Instruções =>
- 1) Liste todas as siglas que aparecem na entrevista com o presidente da AMAMSUL.
- 2) Continue a entrevista com o presidente da AMAMSUL a partir da última frase do texto.

Texto =>
◆ ◆ ◆ ◆
Presidente da AMAMSUL é o entrevistado do Fato Notório
O presidente da Associação de Magistrados de Mato Grosso do Sul, Wilson Leite Corrêa, é o entrevistado desta semana do Informativo Jurídico FATO NOTÓRIO e falou sobre a produtividade da justiça de primeira instância e do papel do CNJ para a magistratura brasileira, além dos problemas de saúde a que os juízes estão expostos no exercício da profissão.
Leia a íntegra da entrevista:
FATO NOTÓRIO: Quais são os desafios da magistratura da primeira instância?
WILSON CORRÊA: Por conta do processo eletrônico, o andamento dos processos ficou muito rápido. Os processos chegam muito rápido ao gabinete do juiz e não temos uma estrutura compatível com esta movimentação processual. Precisamos aprimorar a estrutura de gabinete dos juízes de primeira instância, principalmente no interior, onde cada juiz tem apenas um assessor. Antes não tínhamos nem isso. Quando um juiz realiza uma audiência, é este assessor quem o auxilia e, por conta disto, os processos ficam parados. É preciso uma estrutura e suporte ao juiz para que haja tramitação mais rápida dos processos.
FATO NOTÓRIO: O que é preciso aprimorar nas comarcas do interior e da fronteira?
WILSON CORRÊA: Em questões materiais, hoje está boa a situação. Prédios novos, estrutura física também boa. Mas, temos uma grande dificuldade com as empresas de telefonia. O processo eletrônico exige que a rede tenha certa capacidade para operar bem. As cidades menores passam por dificuldades com isto e o juiz tem dificuldade para operar o processo eletrônico nas comarcas do interior.
FATO NOTÓRIO: E o problema de servidores da justiça?
WILSON CORRÊA: Já foi pior. O TJ/MS criou um programa chamado CPE (Central de Processamento Eletrônico) que é um projeto padrão que será aplicado em todo o Estado e pretende transferir para essa central a grande maioria de atos cumpridos nos cartórios. Grande parte dos atos será cumprida na CPE, ficando para as comarcas uma parte menor dos atos e amenizando eventual deficiência de quadro de pessoal.?
◆ ◆ ◆ ◆
Dados de localização de pontos em imagens =>
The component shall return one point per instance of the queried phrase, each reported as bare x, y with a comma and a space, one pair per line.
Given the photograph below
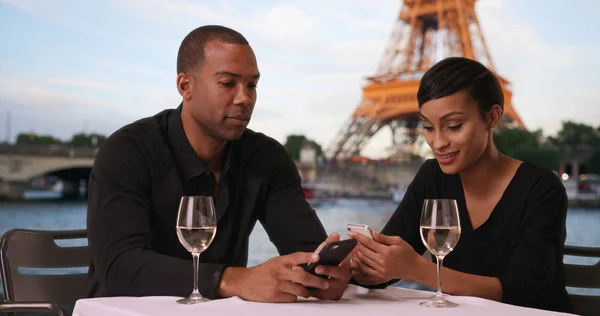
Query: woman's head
461, 101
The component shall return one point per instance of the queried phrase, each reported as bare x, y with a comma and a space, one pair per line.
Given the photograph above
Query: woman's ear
494, 116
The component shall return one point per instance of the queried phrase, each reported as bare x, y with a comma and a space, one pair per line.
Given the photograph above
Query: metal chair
583, 276
21, 248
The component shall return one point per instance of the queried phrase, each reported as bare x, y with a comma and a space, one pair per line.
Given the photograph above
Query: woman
512, 213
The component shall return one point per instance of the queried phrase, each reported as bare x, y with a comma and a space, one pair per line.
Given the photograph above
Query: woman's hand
382, 259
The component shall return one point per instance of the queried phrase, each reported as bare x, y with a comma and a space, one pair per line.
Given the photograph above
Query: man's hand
273, 281
338, 275
382, 258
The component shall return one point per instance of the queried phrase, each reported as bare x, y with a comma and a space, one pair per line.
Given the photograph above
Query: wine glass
440, 231
196, 229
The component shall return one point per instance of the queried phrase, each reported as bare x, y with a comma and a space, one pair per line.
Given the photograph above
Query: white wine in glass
196, 229
440, 232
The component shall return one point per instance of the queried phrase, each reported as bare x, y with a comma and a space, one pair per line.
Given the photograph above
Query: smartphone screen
331, 255
364, 230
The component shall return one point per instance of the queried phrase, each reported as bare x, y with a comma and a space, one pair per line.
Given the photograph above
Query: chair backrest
583, 276
20, 248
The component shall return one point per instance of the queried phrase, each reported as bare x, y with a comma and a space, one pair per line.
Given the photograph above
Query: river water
582, 224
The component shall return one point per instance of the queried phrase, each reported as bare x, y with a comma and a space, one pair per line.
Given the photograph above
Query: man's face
223, 90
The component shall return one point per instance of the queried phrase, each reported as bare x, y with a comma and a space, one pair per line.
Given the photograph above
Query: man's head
461, 101
217, 76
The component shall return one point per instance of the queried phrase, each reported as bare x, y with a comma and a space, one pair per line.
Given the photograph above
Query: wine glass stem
196, 258
440, 260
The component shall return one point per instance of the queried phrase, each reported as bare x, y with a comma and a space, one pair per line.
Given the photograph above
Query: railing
48, 150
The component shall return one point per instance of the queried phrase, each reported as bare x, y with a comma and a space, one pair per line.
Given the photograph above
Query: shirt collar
188, 162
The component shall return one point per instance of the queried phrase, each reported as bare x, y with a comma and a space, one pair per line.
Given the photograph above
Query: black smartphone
331, 255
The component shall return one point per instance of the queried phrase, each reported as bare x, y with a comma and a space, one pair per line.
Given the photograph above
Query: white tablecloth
356, 301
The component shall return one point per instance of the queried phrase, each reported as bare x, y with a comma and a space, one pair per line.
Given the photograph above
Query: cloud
132, 69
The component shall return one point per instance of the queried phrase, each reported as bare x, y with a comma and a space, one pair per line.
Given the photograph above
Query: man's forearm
228, 286
457, 283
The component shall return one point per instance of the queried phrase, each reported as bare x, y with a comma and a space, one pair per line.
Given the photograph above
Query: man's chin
235, 134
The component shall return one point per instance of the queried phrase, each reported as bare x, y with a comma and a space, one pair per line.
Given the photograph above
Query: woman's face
455, 131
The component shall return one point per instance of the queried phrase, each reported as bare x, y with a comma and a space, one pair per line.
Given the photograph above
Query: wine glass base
193, 299
438, 303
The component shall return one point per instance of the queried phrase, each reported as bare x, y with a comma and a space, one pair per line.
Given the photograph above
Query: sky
70, 66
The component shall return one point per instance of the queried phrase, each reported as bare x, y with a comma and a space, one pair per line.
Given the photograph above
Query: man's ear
184, 84
494, 116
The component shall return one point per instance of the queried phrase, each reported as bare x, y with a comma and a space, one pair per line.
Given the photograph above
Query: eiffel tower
425, 32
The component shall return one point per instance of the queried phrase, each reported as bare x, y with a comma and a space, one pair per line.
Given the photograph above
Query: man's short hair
191, 51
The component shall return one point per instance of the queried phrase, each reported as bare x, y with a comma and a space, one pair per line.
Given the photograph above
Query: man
204, 148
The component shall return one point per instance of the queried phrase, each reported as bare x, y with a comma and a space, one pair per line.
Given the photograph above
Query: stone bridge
27, 167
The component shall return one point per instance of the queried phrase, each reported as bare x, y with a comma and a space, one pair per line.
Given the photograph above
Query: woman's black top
521, 243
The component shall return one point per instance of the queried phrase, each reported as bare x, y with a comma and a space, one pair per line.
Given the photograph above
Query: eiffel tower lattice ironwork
425, 32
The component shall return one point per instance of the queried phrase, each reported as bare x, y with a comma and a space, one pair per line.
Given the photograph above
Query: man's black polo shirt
138, 178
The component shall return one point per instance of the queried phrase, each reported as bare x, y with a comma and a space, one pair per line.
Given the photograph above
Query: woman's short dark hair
457, 74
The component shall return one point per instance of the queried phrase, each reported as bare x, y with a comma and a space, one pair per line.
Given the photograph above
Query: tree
87, 140
573, 134
510, 140
34, 139
527, 146
294, 144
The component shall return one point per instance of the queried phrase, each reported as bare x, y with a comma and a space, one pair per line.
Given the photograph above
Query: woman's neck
490, 167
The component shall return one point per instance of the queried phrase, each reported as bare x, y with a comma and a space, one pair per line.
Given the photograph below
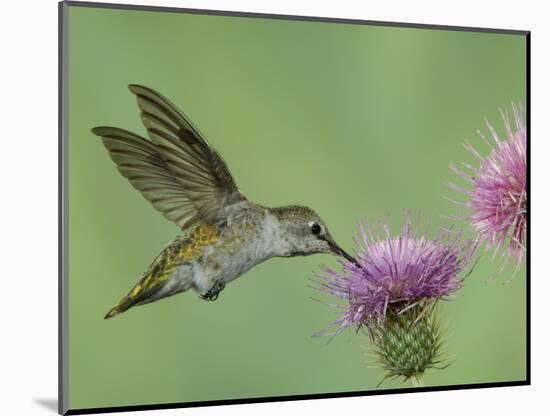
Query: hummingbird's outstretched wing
176, 170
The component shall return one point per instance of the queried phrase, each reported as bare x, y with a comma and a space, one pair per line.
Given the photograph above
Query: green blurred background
358, 122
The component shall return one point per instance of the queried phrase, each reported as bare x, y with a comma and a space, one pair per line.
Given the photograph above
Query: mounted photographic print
265, 208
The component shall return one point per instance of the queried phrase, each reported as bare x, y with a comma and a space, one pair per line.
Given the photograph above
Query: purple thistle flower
397, 273
498, 199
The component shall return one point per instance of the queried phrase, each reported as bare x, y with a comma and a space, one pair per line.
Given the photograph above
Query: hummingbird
223, 234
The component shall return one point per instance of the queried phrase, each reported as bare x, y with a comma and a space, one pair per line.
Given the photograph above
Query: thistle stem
417, 381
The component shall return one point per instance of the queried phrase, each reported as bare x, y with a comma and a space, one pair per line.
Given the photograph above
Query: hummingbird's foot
214, 291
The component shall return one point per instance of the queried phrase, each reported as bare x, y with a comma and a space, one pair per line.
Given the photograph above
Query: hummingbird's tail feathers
125, 304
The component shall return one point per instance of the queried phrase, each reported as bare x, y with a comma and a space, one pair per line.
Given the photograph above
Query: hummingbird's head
305, 233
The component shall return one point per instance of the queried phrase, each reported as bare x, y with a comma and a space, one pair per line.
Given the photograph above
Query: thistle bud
407, 342
391, 290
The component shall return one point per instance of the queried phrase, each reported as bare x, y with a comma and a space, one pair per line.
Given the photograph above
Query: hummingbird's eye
315, 228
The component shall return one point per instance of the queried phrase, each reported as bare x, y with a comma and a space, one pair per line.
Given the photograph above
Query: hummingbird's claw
214, 292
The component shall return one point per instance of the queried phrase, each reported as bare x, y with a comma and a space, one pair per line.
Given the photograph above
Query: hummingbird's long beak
339, 251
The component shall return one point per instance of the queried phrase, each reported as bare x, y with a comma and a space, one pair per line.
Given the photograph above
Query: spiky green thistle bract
408, 342
392, 291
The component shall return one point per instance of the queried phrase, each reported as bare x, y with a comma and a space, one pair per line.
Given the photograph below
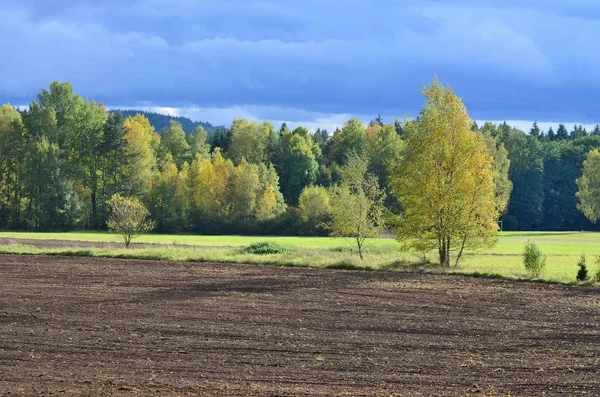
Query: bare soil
100, 327
49, 243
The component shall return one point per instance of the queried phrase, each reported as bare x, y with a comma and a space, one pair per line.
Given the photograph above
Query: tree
52, 203
173, 140
352, 138
86, 122
140, 155
128, 217
315, 207
502, 184
445, 180
589, 187
525, 209
561, 133
12, 172
297, 165
112, 163
535, 131
248, 141
199, 144
383, 150
357, 209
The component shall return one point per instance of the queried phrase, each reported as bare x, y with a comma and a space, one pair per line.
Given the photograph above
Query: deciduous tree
445, 180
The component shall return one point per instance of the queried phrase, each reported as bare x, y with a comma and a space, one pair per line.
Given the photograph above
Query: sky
310, 62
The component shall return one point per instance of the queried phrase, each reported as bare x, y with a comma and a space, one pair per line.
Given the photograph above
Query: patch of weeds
348, 265
582, 273
533, 260
267, 248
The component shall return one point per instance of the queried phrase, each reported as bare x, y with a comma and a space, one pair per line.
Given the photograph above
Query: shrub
582, 274
266, 248
128, 217
533, 260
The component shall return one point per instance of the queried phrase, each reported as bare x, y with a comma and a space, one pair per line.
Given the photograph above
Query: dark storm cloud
508, 60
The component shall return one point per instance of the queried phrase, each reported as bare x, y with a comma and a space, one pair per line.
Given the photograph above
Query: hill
161, 121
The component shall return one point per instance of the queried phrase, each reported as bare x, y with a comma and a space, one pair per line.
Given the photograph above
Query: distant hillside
161, 121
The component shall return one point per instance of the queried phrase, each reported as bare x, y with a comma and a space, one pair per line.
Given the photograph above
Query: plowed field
95, 327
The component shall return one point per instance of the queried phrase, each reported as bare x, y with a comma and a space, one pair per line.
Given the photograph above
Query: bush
582, 274
533, 260
128, 217
266, 248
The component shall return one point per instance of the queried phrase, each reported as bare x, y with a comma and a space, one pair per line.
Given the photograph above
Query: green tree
52, 202
352, 138
535, 131
357, 209
561, 133
112, 163
12, 151
315, 208
140, 155
199, 143
502, 183
297, 165
249, 141
525, 209
445, 180
128, 217
173, 140
85, 122
589, 187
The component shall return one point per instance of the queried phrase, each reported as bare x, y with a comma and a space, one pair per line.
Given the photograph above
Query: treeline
64, 157
543, 169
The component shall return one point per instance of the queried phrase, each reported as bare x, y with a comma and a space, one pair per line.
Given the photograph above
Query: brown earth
49, 243
96, 327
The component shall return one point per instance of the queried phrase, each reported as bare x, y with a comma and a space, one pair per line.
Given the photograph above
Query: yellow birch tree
445, 180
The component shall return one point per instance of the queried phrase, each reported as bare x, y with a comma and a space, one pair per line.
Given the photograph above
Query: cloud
508, 60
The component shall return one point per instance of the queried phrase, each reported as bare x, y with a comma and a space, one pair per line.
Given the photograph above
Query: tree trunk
444, 251
359, 243
462, 247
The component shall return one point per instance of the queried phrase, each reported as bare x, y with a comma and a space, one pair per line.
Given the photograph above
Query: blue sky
315, 62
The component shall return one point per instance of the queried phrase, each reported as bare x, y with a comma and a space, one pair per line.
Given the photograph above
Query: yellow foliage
445, 180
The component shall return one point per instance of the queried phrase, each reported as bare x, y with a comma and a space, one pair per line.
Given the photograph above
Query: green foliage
161, 121
248, 141
357, 209
267, 248
128, 217
296, 164
90, 154
315, 208
445, 180
533, 260
352, 138
589, 187
582, 273
172, 139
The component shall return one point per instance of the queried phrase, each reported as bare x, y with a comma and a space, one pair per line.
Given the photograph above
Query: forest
64, 157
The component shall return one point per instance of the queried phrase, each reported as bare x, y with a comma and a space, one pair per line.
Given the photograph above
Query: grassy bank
562, 250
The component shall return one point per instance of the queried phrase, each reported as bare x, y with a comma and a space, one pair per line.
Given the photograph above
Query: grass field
562, 249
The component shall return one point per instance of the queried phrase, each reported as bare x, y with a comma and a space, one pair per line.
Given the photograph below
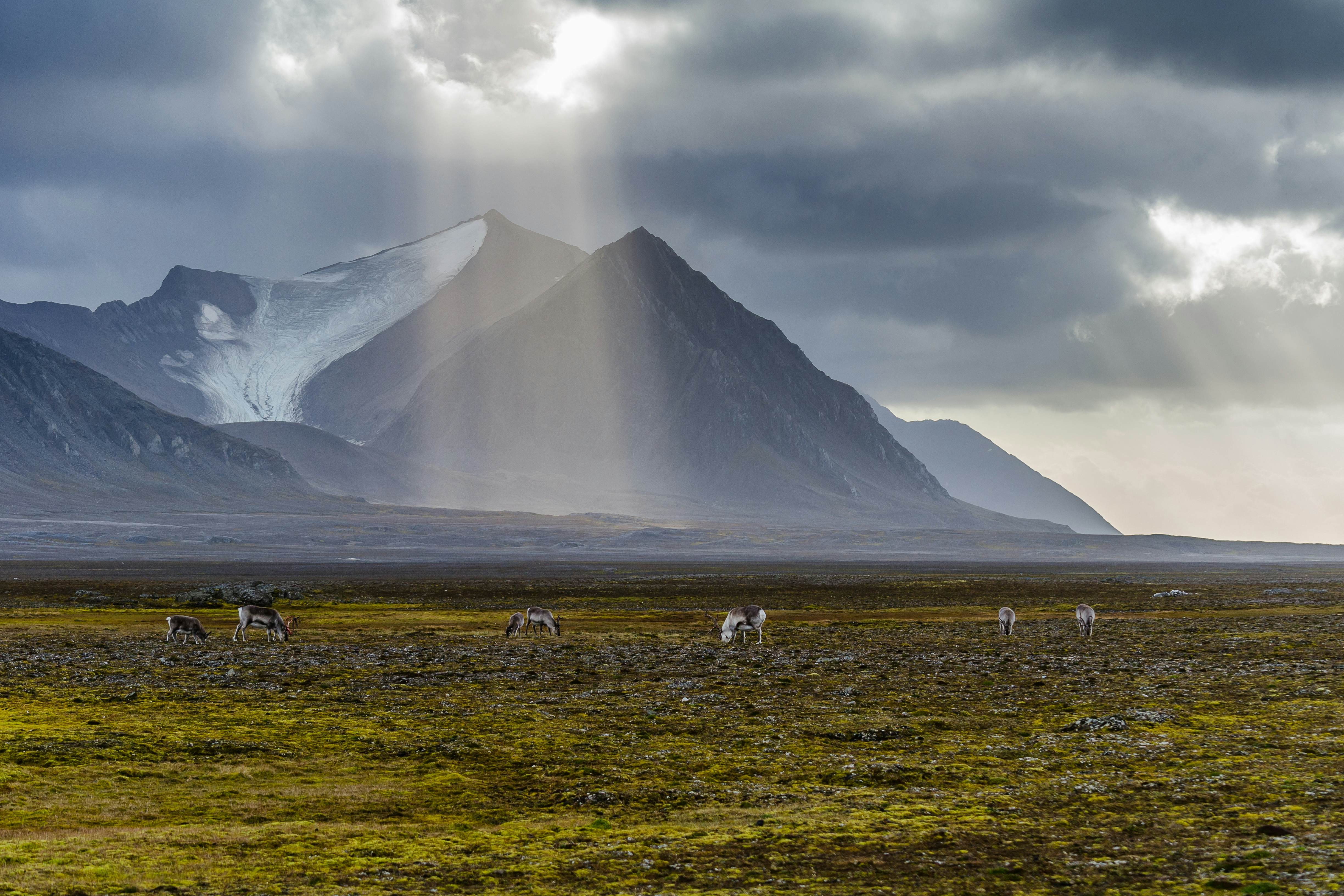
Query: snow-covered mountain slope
254, 367
73, 438
636, 375
342, 347
975, 469
362, 391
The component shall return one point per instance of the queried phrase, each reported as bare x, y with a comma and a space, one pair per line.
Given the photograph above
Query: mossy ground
872, 745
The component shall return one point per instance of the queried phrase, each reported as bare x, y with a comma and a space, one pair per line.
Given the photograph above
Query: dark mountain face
128, 343
343, 347
636, 374
71, 437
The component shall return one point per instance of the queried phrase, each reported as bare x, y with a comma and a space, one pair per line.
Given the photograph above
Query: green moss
396, 747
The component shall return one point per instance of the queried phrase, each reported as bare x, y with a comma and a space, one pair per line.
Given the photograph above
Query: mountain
636, 375
338, 467
342, 347
71, 437
978, 471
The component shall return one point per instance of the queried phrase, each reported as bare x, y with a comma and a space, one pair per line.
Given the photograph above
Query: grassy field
884, 739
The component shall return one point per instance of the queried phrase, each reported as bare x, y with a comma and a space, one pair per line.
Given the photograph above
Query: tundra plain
886, 738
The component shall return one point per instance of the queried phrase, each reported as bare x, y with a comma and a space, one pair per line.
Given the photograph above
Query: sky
1105, 234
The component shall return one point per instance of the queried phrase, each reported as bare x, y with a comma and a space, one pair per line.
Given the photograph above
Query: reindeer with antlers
749, 618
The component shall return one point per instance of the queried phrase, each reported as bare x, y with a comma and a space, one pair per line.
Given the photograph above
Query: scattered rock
259, 594
1105, 723
1150, 715
867, 735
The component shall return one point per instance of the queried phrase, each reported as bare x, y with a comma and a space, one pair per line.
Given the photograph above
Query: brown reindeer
749, 618
265, 618
189, 628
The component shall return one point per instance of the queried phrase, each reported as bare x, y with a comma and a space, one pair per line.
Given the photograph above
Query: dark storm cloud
1256, 42
149, 41
850, 202
986, 171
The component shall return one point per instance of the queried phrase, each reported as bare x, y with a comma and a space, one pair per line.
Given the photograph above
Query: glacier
254, 367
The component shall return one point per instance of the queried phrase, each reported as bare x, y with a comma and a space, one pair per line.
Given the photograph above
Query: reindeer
539, 618
276, 625
189, 626
1087, 620
749, 618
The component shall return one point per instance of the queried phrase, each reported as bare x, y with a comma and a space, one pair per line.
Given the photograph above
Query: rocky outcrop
69, 435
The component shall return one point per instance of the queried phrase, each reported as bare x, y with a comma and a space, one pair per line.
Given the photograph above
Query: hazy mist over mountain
1103, 236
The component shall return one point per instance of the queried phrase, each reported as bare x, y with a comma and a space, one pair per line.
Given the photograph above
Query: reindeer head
716, 626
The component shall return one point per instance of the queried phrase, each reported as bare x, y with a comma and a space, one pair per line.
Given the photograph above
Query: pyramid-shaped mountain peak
636, 374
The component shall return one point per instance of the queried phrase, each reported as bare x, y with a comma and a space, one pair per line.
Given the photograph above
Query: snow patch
254, 367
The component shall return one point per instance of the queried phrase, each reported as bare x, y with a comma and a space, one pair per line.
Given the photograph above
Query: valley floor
882, 739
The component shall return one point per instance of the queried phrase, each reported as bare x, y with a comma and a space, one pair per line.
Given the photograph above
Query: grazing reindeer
539, 618
749, 618
265, 618
1087, 620
189, 626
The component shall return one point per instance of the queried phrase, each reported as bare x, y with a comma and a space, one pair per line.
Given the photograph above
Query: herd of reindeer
738, 621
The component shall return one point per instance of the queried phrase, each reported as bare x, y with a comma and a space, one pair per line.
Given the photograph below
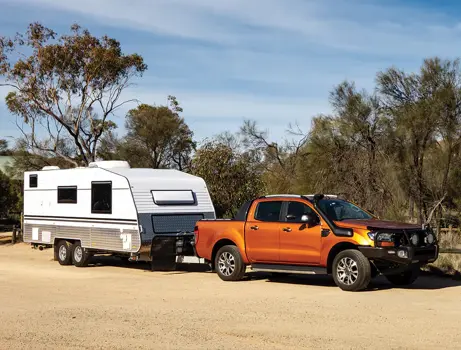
◆ ◆ ◆ ◆
Respostas por item =>
- 1) AMAMSUL, CNJ, TJ/MS, CPE

- 2)
FATO NOTÓRIO: Como está a questão da segurança e da saúde do magistrado?
WILSON CORRÊA: Essa questão da saúde do magistrado é preocupante e com o processo eletrônico tende a aumentar, por conta das doenças funcionais. O problema é que os juízes recebem sempre uma carga que é “negativa”: causas criminais, questões cíveis, direito de família, ou seja, nunca é trazida ao Judiciário uma coisa boa, sempre é algo ruim. O ambiente do juiz é muito estressante, todos os dias ele lida com litígios e ele tem a missão de resolver esses litígios. Essa situação de estresse e pressão acabam desencadeando outras doenças como problemas cardíacos, depressão, problemas psicológicos. Nosso ambiente é muito estressante. O CNJ abriu consulta pública para criar uma política de atenção à saúde e o TJMS começa a cuidar da questão. Mas, de fato, não temos nada voltado para a saúde do magistrado. E essa questão das doenças tem aumentado a cada ano.
FATO NOTÓRIO: E existe um programa voltado à segurança do magistrado?
WILSON CORRÊA: Existe uma comissão de segurança no TJ/MS, composta de policiais civis e militares, que presta essa assessoria na parte de segurança. Há questões de inteligência e averiguação de riscos para resguardar o magistrado.
FATO NOTÓRIO: O senhor é a favor do CNJ, acha que ele extrapola em suas decisões?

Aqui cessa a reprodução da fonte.